Aim of the task: Restate verbatim the span of lines below between the line with "horse in field." and the line with "the girl's hand.", including those two lines, and only that span.

Extracted records:
= = = =

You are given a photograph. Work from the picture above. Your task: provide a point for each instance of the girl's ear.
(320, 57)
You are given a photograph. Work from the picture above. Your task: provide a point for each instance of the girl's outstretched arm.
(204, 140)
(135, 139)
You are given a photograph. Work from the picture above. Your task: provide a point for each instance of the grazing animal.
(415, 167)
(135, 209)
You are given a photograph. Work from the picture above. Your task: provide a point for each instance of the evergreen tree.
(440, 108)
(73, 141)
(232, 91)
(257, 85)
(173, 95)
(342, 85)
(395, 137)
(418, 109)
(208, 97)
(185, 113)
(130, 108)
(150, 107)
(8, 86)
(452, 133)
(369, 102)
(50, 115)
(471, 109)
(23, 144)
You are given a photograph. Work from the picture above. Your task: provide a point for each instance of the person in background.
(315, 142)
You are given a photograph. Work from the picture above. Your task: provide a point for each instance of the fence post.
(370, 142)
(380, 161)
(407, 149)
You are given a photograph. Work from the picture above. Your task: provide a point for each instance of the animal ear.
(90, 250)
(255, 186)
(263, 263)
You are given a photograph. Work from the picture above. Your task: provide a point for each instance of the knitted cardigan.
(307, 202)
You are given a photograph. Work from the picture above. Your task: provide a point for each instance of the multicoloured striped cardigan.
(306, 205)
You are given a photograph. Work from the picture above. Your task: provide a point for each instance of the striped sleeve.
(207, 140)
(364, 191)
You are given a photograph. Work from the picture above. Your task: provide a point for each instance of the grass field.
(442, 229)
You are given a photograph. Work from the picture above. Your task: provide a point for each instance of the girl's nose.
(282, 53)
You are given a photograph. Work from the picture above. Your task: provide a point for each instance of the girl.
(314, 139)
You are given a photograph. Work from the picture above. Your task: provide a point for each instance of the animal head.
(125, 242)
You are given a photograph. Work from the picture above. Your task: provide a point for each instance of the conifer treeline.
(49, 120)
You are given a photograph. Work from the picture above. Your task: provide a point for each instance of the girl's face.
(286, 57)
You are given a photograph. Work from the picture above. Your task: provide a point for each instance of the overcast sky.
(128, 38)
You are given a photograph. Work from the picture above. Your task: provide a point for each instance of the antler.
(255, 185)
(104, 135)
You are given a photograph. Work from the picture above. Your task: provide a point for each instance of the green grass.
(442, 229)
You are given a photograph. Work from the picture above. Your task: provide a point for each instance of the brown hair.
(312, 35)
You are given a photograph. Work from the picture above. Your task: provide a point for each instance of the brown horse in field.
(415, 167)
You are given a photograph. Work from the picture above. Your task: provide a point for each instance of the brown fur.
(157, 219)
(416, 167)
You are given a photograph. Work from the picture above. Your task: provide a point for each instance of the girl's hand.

= = = =

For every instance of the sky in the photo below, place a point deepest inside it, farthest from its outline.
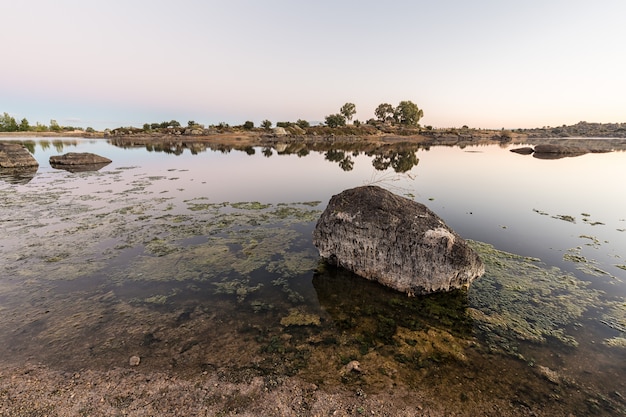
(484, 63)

= = = =

Answer for this exercise:
You are given a photograph. Work from the picture above. Your task: provide a point for each instance of the brown horse in field.
(415, 167)
You are given a photograph. Work from the picture above. Your task: provide a point for each instance of the brown fur.
(157, 219)
(416, 167)
You are given a photograph. Work from the picture above. Your task: provide a point for each instance of the girl's hand.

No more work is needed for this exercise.